─── EXTRAIT DU DOCUMENT

Le Japon, au point de vue religieux, est divisé en deux catégories très tranchées : en bas règnent les superstitions grossières et l’idolâtrie sans ferveur; parmi les classes éclairées, dirigeantes ou moyennes domine sans partage l’incrédulité la plus absolue, et non-seulement l’incrédulité est complète, ce que justifie suffisamment le caractère de la religion établie, mais elle est satisfaite d’elle-même et se suffit. Le scepticisme s’affirme hautement; il s’applaudit; il ne se sent pas dévoré des inquiétudes qui harcèlent le libre penseur né sous notre soleil. Les lettrés, les samouraï, prennent en pitié les gens du peuple qu’ils voient crier et danser dans les matsuri, rient de leur ignorance et, fermes dans leur négation, ne se demandent pas s’il existe au-dessus de ces erreurs une vérité quelconque. Mais on a beau fermer son esprit aux préoccupations métaphysiques, on n’échappe pas à l’action indirecte des religions. Par la littérature, par les mœurs, par les lois, leurs doctrines éthiques se glissent jusque dans notre entendement, et, tout en proclamant notre indépendance, nous portons involontairement le joug despotique que l’éducation, la tradition, le milieu imposent à notre pensée et la tournure qu’ils donnent à nos jugemens. L’homme plonge par mille racines invisibles dans le passé de sa race et, à travers les générations, s’imprègne de son génie, comme le nouveau plan de vigne puise dans un même terroir le parfum toujours identique auquel on reconnaît le vin qu’il a donné.

──────

Relevez, dans l'extrait sur la religion au Japon, toutes les voies par lesquelles les doctrines éthiques des religions se glissent jusque dans notre entendement.

─── MATÉRIEL RECUEILLI

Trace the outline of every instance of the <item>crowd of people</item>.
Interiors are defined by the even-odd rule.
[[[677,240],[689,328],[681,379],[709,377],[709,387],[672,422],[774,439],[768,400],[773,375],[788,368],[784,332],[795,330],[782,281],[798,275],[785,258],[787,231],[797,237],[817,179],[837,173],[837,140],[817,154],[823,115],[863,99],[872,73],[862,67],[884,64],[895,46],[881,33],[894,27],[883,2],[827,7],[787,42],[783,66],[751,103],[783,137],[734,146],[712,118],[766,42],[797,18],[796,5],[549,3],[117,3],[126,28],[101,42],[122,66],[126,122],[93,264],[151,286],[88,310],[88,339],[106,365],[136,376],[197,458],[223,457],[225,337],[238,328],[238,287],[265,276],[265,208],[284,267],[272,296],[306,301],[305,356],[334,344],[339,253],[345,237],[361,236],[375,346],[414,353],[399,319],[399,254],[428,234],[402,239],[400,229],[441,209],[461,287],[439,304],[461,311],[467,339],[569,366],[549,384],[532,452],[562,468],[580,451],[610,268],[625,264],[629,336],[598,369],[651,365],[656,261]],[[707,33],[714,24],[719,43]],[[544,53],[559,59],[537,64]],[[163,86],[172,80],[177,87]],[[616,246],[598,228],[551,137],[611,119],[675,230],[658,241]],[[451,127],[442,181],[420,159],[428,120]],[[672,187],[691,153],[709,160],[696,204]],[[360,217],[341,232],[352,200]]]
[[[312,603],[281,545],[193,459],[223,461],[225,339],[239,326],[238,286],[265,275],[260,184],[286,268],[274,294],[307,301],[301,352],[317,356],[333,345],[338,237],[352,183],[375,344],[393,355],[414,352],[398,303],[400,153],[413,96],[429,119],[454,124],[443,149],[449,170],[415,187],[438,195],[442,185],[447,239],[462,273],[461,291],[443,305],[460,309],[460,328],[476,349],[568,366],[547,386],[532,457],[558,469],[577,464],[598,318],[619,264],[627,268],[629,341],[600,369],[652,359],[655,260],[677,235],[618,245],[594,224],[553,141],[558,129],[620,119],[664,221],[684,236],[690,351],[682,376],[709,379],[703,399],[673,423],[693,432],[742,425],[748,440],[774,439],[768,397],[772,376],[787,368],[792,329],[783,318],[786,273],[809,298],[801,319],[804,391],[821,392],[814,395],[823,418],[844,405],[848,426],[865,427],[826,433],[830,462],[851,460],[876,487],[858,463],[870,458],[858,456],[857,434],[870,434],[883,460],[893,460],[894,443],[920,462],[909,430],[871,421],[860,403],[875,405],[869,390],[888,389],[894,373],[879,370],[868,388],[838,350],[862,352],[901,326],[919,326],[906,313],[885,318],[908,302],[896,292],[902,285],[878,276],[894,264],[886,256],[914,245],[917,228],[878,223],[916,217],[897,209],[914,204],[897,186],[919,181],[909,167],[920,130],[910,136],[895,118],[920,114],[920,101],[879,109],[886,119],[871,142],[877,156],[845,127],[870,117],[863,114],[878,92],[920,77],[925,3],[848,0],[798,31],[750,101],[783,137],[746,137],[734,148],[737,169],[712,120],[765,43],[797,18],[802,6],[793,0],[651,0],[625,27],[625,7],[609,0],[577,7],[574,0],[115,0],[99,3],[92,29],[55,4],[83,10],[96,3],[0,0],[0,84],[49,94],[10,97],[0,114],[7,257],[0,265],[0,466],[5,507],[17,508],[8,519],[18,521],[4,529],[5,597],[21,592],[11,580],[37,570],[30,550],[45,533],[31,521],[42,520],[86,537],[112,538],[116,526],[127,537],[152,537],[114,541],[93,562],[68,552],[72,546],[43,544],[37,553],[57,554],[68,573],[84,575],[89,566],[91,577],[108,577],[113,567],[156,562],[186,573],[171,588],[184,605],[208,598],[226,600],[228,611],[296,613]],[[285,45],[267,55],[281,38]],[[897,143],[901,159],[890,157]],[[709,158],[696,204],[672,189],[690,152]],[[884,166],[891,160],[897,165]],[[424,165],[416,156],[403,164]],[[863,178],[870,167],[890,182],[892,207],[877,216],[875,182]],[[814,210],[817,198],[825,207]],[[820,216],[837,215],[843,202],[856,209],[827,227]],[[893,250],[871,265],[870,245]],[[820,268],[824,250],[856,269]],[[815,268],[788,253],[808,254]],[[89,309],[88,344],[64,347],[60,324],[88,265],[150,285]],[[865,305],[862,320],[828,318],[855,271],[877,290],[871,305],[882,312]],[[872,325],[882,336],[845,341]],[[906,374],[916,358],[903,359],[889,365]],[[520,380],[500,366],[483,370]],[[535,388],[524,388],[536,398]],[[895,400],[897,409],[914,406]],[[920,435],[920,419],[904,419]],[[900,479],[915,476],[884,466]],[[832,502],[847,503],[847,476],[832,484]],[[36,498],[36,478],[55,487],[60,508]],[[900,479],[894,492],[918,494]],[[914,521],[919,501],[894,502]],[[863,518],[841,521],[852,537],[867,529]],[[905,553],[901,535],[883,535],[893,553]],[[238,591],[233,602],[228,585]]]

──────

• _RÉPONSE_:
Ces voies sont la littérature, les mœurs et les lois.